YOUR OBJECTIVE :: Your answer should be the lines of the material that include the word "daisy".

RECORDS TO PROCESS ::
#####
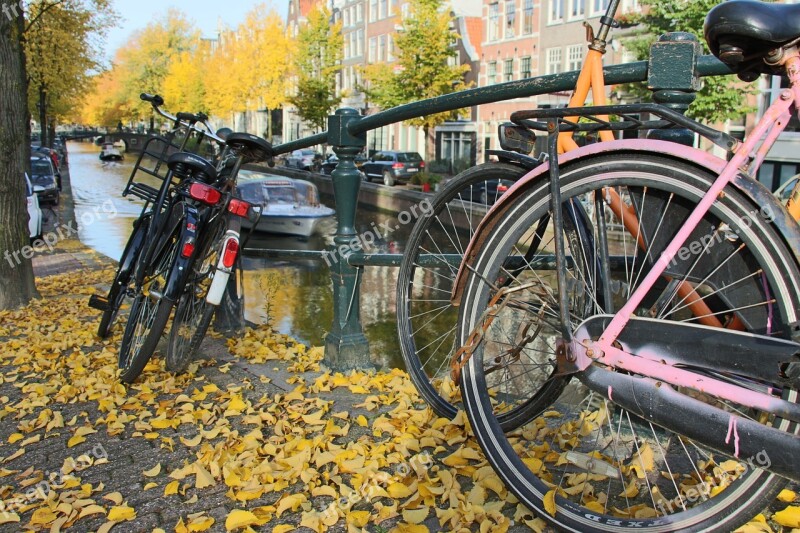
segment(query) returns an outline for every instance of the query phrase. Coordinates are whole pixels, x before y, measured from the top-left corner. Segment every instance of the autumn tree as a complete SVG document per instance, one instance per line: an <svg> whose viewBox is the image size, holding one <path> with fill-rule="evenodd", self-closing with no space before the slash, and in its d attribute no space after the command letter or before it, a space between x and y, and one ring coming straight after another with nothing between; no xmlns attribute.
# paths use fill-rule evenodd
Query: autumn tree
<svg viewBox="0 0 800 533"><path fill-rule="evenodd" d="M318 6L297 35L296 94L289 101L297 114L317 130L324 130L328 115L342 98L336 94L336 74L341 69L341 21L331 24L327 7Z"/></svg>
<svg viewBox="0 0 800 533"><path fill-rule="evenodd" d="M102 38L116 20L109 0L36 0L28 3L24 50L28 102L38 108L42 143L46 125L73 113L101 68Z"/></svg>
<svg viewBox="0 0 800 533"><path fill-rule="evenodd" d="M640 23L643 33L625 40L625 47L634 52L639 59L647 59L650 45L661 35L682 31L694 34L703 45L703 51L709 49L703 37L703 23L706 14L722 0L641 0L645 8L644 14L635 17L631 22ZM623 90L631 92L643 99L649 99L651 93L643 84L629 84ZM703 88L697 93L694 103L686 114L697 120L709 123L723 122L739 118L750 111L745 107L749 89L743 86L735 76L708 76L703 78Z"/></svg>
<svg viewBox="0 0 800 533"><path fill-rule="evenodd" d="M411 0L409 16L395 39L397 61L366 68L365 92L378 107L388 109L465 89L469 65L450 64L457 52L458 34L442 0ZM459 111L435 113L408 121L425 131L428 154L433 153L434 128L458 118Z"/></svg>
<svg viewBox="0 0 800 533"><path fill-rule="evenodd" d="M16 2L0 16L0 309L28 303L36 295L28 244L23 172L30 140L25 58L25 20Z"/></svg>

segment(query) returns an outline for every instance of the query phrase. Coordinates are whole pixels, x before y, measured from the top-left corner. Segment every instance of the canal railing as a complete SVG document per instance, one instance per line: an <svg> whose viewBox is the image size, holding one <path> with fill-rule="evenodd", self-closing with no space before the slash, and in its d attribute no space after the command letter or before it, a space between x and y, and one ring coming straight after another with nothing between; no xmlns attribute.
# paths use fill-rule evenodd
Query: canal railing
<svg viewBox="0 0 800 533"><path fill-rule="evenodd" d="M702 55L697 39L688 33L676 32L661 36L653 43L648 61L603 67L606 85L647 81L656 103L685 112L700 88L703 76L730 74L730 69L713 56ZM339 158L332 174L337 229L332 250L261 250L259 255L280 259L315 258L351 250L331 262L334 318L325 340L325 363L335 370L371 366L369 343L361 323L361 272L367 266L399 266L401 254L354 251L351 243L357 237L356 207L361 176L354 158L366 146L367 131L434 113L453 111L482 104L527 98L543 94L571 91L578 71L550 74L467 89L428 100L398 106L380 113L361 116L351 108L341 108L328 118L323 133L275 146L276 154L289 153L318 144L329 144ZM453 257L458 262L460 257ZM422 261L426 261L422 256Z"/></svg>

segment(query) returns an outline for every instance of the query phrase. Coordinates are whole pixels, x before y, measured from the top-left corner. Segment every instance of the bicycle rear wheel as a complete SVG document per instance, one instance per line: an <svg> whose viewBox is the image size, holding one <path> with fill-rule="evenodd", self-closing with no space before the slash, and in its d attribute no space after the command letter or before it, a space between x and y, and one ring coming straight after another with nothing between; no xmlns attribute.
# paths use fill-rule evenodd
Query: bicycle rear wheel
<svg viewBox="0 0 800 533"><path fill-rule="evenodd" d="M599 198L592 220L602 218L611 224L607 235L611 267L606 276L568 281L593 287L591 294L600 294L597 284L608 281L609 305L593 299L592 314L621 307L714 178L690 163L652 154L615 153L561 167L563 201L586 205ZM476 328L484 330L482 343L464 369L462 393L487 459L522 503L560 529L733 531L768 505L785 483L757 468L767 466L768 458L737 459L731 452L711 450L625 411L577 379L544 416L511 434L503 433L495 418L498 410L502 412L499 402L513 404L525 398L492 397L488 390L493 378L486 372L486 359L510 344L523 357L541 359L549 352L554 367L561 336L556 320L558 282L555 273L542 266L548 261L537 256L518 272L506 266L509 256L529 246L531 228L549 220L548 186L543 182L530 187L488 235L462 299L461 342ZM624 208L609 216L606 200L612 193ZM636 221L633 225L632 220ZM594 243L602 242L599 226L592 226ZM554 231L550 223L543 254L552 253ZM483 310L496 294L486 280L504 275L512 280L508 286L519 290L507 297L502 311L484 327ZM637 314L688 322L715 318L723 327L789 338L790 324L800 312L798 275L794 256L769 220L761 217L759 206L729 187ZM682 289L682 283L691 291ZM692 294L708 312L699 312L702 305L693 305L697 302ZM574 304L570 305L575 326L587 315L576 313ZM542 330L537 342L521 343L517 331L531 316L549 319L539 321ZM731 374L722 377L797 401L797 390L791 388ZM540 379L545 380L546 373ZM797 433L796 424L694 391L676 390L739 417Z"/></svg>
<svg viewBox="0 0 800 533"><path fill-rule="evenodd" d="M206 296L217 268L227 224L225 218L212 224L213 227L207 228L210 231L210 238L206 242L205 249L193 262L186 289L175 309L166 358L167 370L171 372L180 373L189 366L205 338L216 310L215 306L206 302Z"/></svg>
<svg viewBox="0 0 800 533"><path fill-rule="evenodd" d="M411 232L398 274L398 336L411 380L439 416L452 418L460 404L458 389L450 377L450 361L458 347L458 309L450 303L450 294L458 265L484 214L525 172L519 166L489 163L459 174L434 197ZM579 216L577 210L573 214L576 217L568 224L568 239L575 253L580 254L581 226L585 225L586 214ZM583 271L588 264L578 261L575 268ZM585 300L586 294L576 298ZM585 307L586 303L579 305ZM535 331L532 326L524 333L520 330L520 334ZM503 357L498 354L492 361L487 359L487 367L497 372L492 382L493 394L507 397L507 389L522 388L526 397L525 402L498 413L503 428L513 429L548 406L560 392L563 380L553 379L544 385L528 380L525 373L529 367L498 365ZM506 354L508 357L515 356Z"/></svg>
<svg viewBox="0 0 800 533"><path fill-rule="evenodd" d="M139 377L150 361L175 306L174 301L161 295L178 257L179 244L177 231L164 238L131 305L119 348L120 379L125 383Z"/></svg>

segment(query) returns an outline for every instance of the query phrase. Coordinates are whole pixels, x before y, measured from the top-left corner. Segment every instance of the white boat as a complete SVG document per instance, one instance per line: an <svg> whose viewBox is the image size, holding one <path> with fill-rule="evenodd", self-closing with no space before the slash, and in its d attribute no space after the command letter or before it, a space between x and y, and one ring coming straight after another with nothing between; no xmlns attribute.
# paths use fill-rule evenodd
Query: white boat
<svg viewBox="0 0 800 533"><path fill-rule="evenodd" d="M242 200L261 207L255 230L262 233L308 238L335 213L320 203L316 185L305 180L242 170L236 188ZM251 227L247 221L242 225Z"/></svg>
<svg viewBox="0 0 800 533"><path fill-rule="evenodd" d="M103 143L100 161L122 161L122 154L113 143Z"/></svg>

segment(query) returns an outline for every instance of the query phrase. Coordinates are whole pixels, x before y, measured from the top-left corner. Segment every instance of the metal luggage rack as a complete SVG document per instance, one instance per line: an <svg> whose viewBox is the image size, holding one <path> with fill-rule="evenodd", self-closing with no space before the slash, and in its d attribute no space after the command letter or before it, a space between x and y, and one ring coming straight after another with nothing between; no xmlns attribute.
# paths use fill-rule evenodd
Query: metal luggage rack
<svg viewBox="0 0 800 533"><path fill-rule="evenodd" d="M136 178L145 174L163 182L169 176L167 167L169 155L181 151L181 149L182 145L175 143L174 139L170 140L160 135L149 138L136 160L128 183L122 191L122 196L133 195L145 202L155 203L158 199L159 189L143 181L136 181ZM177 184L178 181L177 178L174 178L171 185Z"/></svg>
<svg viewBox="0 0 800 533"><path fill-rule="evenodd" d="M643 113L655 115L660 120L641 120L636 116ZM617 119L607 118L609 116ZM735 137L727 133L700 124L677 111L657 104L524 110L512 113L511 121L530 130L548 133L688 129L728 151L733 150L738 143ZM556 123L556 128L550 126L553 122Z"/></svg>

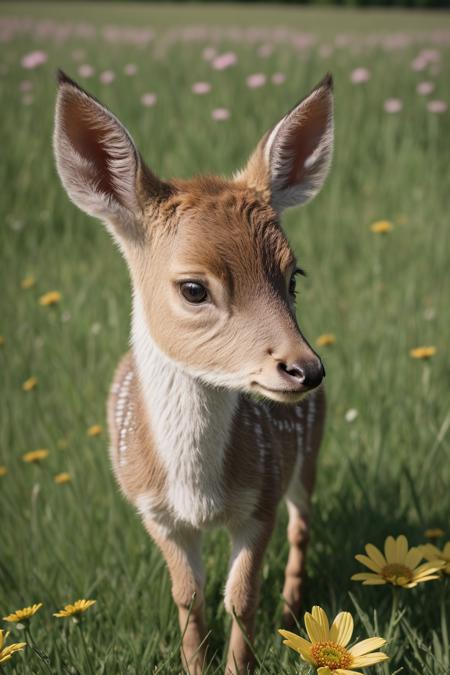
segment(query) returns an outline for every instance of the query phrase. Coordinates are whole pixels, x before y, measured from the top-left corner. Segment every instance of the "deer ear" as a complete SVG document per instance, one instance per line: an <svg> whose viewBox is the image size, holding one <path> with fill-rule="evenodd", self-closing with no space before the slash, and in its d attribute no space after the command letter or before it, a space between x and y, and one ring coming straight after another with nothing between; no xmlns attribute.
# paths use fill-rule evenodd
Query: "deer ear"
<svg viewBox="0 0 450 675"><path fill-rule="evenodd" d="M333 81L327 75L258 144L237 176L281 212L322 188L333 154Z"/></svg>
<svg viewBox="0 0 450 675"><path fill-rule="evenodd" d="M70 199L115 234L139 233L145 203L164 186L144 165L119 120L62 71L58 72L54 151Z"/></svg>

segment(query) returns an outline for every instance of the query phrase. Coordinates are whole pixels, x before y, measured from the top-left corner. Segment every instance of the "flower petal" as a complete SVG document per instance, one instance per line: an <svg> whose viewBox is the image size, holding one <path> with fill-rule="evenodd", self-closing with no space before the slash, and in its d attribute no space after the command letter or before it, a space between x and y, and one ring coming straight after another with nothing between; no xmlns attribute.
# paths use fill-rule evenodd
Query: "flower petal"
<svg viewBox="0 0 450 675"><path fill-rule="evenodd" d="M334 671L334 672L336 672L336 671ZM317 674L318 675L332 675L331 670L329 668L327 668L326 666L322 667L322 668L319 668L318 671L317 671ZM353 675L353 673L352 673L352 675Z"/></svg>
<svg viewBox="0 0 450 675"><path fill-rule="evenodd" d="M330 623L328 621L328 617L325 613L325 610L323 610L322 607L319 607L319 605L314 605L314 607L311 610L311 614L314 621L317 621L319 626L322 627L322 630L326 634L326 639L328 640L330 632Z"/></svg>
<svg viewBox="0 0 450 675"><path fill-rule="evenodd" d="M352 581L362 581L366 586L382 586L386 583L383 577L380 577L379 574L372 574L371 572L358 572L358 574L353 574L350 577Z"/></svg>
<svg viewBox="0 0 450 675"><path fill-rule="evenodd" d="M364 654L363 656L358 656L353 664L356 668L366 668L367 666L373 666L374 663L380 663L380 661L387 661L389 656L384 652L373 652L373 654Z"/></svg>
<svg viewBox="0 0 450 675"><path fill-rule="evenodd" d="M372 572L378 572L378 574L381 572L380 565L378 565L378 563L374 562L372 560L372 558L369 558L366 555L362 555L361 553L358 553L358 555L355 555L355 558L362 565L365 565L366 567L368 567L369 570L372 570Z"/></svg>
<svg viewBox="0 0 450 675"><path fill-rule="evenodd" d="M381 553L380 549L373 544L366 544L366 553L369 558L372 558L372 560L380 567L384 567L387 564L387 560Z"/></svg>
<svg viewBox="0 0 450 675"><path fill-rule="evenodd" d="M408 540L404 534L397 537L396 542L396 562L404 563L406 554L408 553Z"/></svg>
<svg viewBox="0 0 450 675"><path fill-rule="evenodd" d="M339 612L330 630L331 642L345 647L350 642L353 633L353 617L350 612Z"/></svg>
<svg viewBox="0 0 450 675"><path fill-rule="evenodd" d="M396 562L397 546L394 537L391 537L390 535L389 537L386 537L386 541L384 542L384 553L388 563Z"/></svg>
<svg viewBox="0 0 450 675"><path fill-rule="evenodd" d="M443 560L430 560L430 562L423 563L419 565L417 569L414 570L414 579L417 580L417 577L421 577L424 574L433 574L443 567Z"/></svg>
<svg viewBox="0 0 450 675"><path fill-rule="evenodd" d="M283 644L291 649L295 649L301 656L303 656L310 663L311 661L311 643L304 640L300 635L291 633L288 630L279 630L279 634L284 638Z"/></svg>
<svg viewBox="0 0 450 675"><path fill-rule="evenodd" d="M312 614L306 612L305 614L306 632L311 642L326 642L328 640L328 633L323 630L323 627L313 619Z"/></svg>
<svg viewBox="0 0 450 675"><path fill-rule="evenodd" d="M348 651L352 656L362 656L363 654L368 654L374 649L379 649L386 644L386 640L382 637L371 637L367 640L362 640L357 642L356 645L353 645Z"/></svg>
<svg viewBox="0 0 450 675"><path fill-rule="evenodd" d="M405 556L405 567L409 567L411 570L417 567L425 555L423 549L424 547L421 548L420 546L411 548Z"/></svg>

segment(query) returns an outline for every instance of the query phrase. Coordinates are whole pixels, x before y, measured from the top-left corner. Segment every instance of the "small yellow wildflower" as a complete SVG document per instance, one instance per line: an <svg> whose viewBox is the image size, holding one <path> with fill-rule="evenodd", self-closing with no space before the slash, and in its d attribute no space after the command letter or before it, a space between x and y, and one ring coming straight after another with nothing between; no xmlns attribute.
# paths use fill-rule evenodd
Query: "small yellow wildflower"
<svg viewBox="0 0 450 675"><path fill-rule="evenodd" d="M5 344L5 338L3 337L3 335L0 335L0 347L3 347L4 344Z"/></svg>
<svg viewBox="0 0 450 675"><path fill-rule="evenodd" d="M9 661L15 652L20 652L24 647L27 646L26 642L14 642L12 645L5 647L4 645L8 635L9 631L4 633L0 629L0 663L6 663L6 661Z"/></svg>
<svg viewBox="0 0 450 675"><path fill-rule="evenodd" d="M87 435L88 436L100 436L102 433L103 429L101 428L100 424L93 424L89 429L87 430Z"/></svg>
<svg viewBox="0 0 450 675"><path fill-rule="evenodd" d="M424 544L422 547L422 554L426 560L442 560L444 566L441 569L441 572L445 574L450 574L450 541L448 541L442 551L438 549L437 546L433 544Z"/></svg>
<svg viewBox="0 0 450 675"><path fill-rule="evenodd" d="M324 333L319 335L316 340L316 345L318 347L328 347L329 345L334 345L336 342L336 336L333 333Z"/></svg>
<svg viewBox="0 0 450 675"><path fill-rule="evenodd" d="M67 440L67 438L60 438L58 441L58 448L60 448L61 450L65 450L68 447L69 441Z"/></svg>
<svg viewBox="0 0 450 675"><path fill-rule="evenodd" d="M409 350L409 355L412 359L431 359L436 351L436 347L415 347Z"/></svg>
<svg viewBox="0 0 450 675"><path fill-rule="evenodd" d="M6 476L8 473L8 469L6 466L3 466L3 464L0 464L0 476Z"/></svg>
<svg viewBox="0 0 450 675"><path fill-rule="evenodd" d="M32 464L33 462L40 462L41 460L46 459L48 454L48 450L45 450L44 448L31 450L31 452L26 452L22 455L22 460L28 464Z"/></svg>
<svg viewBox="0 0 450 675"><path fill-rule="evenodd" d="M408 549L408 540L403 534L397 539L386 538L384 555L373 544L366 545L366 553L355 555L355 558L372 572L358 572L352 576L353 581L362 581L364 586L393 584L414 588L424 581L439 579L436 572L445 564L442 560L433 559L418 566L424 558L421 547Z"/></svg>
<svg viewBox="0 0 450 675"><path fill-rule="evenodd" d="M53 480L55 483L58 483L58 485L63 485L64 483L70 483L72 478L70 473L67 473L67 471L62 471L61 473L57 473Z"/></svg>
<svg viewBox="0 0 450 675"><path fill-rule="evenodd" d="M20 282L20 288L26 290L27 288L33 288L36 283L36 279L30 274L27 277L24 277Z"/></svg>
<svg viewBox="0 0 450 675"><path fill-rule="evenodd" d="M370 226L372 232L375 234L387 234L392 230L392 223L389 220L377 220Z"/></svg>
<svg viewBox="0 0 450 675"><path fill-rule="evenodd" d="M362 675L360 671L350 671L389 658L383 652L374 652L386 644L381 637L368 638L347 648L353 633L353 617L349 612L339 612L330 627L324 610L315 605L311 614L305 614L305 626L310 641L287 630L278 632L284 638L283 644L298 652L320 675Z"/></svg>
<svg viewBox="0 0 450 675"><path fill-rule="evenodd" d="M66 619L70 616L78 616L85 612L89 607L95 605L96 600L77 600L72 605L65 605L63 609L59 612L55 612L53 616L57 616L58 619Z"/></svg>
<svg viewBox="0 0 450 675"><path fill-rule="evenodd" d="M32 389L36 389L37 385L37 377L29 377L28 380L25 380L25 382L22 384L22 389L24 391L32 391Z"/></svg>
<svg viewBox="0 0 450 675"><path fill-rule="evenodd" d="M439 537L443 537L444 534L444 530L441 530L440 527L430 527L424 532L424 535L428 537L428 539L439 539Z"/></svg>
<svg viewBox="0 0 450 675"><path fill-rule="evenodd" d="M408 222L408 216L405 216L404 213L400 213L397 216L396 221L399 225L406 225L406 223Z"/></svg>
<svg viewBox="0 0 450 675"><path fill-rule="evenodd" d="M23 621L28 621L32 616L36 614L42 607L42 602L38 602L35 605L30 607L24 607L23 609L18 609L8 616L3 617L3 621L9 621L10 623L21 623Z"/></svg>
<svg viewBox="0 0 450 675"><path fill-rule="evenodd" d="M44 293L39 298L39 304L43 307L48 307L49 305L56 305L61 300L61 293L59 291L49 291Z"/></svg>

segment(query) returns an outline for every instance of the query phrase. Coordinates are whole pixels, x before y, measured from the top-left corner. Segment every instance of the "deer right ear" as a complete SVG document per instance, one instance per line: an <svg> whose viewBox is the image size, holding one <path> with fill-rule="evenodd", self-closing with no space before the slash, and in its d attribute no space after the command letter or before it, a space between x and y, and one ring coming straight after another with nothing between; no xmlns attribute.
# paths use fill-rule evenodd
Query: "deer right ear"
<svg viewBox="0 0 450 675"><path fill-rule="evenodd" d="M143 164L125 127L99 101L58 72L54 151L62 184L83 211L136 237L143 208L167 192Z"/></svg>

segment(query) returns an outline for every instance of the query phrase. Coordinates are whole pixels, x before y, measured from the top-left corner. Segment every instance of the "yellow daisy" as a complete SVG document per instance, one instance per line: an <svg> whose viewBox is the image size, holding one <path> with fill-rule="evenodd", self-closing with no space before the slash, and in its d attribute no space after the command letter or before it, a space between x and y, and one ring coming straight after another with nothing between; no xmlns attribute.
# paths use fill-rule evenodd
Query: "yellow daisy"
#####
EXERCISE OUTPUT ::
segment(query) returns an outline for every instance of the query phrase. Coordinates are whole pixels, x before y, measured from the top-left corner. Segment every instance of the "yellow daisy" as a complete SVG document per instance, one instance per line: an <svg> whose viewBox is the image size, holding one <path> with fill-rule="evenodd", self-closing with no space before the slash, and in its d attribute no space after the command letter or before it, a space between x and y, and one ring coming straight after another with nothing between; no xmlns attribute.
Query: "yellow daisy"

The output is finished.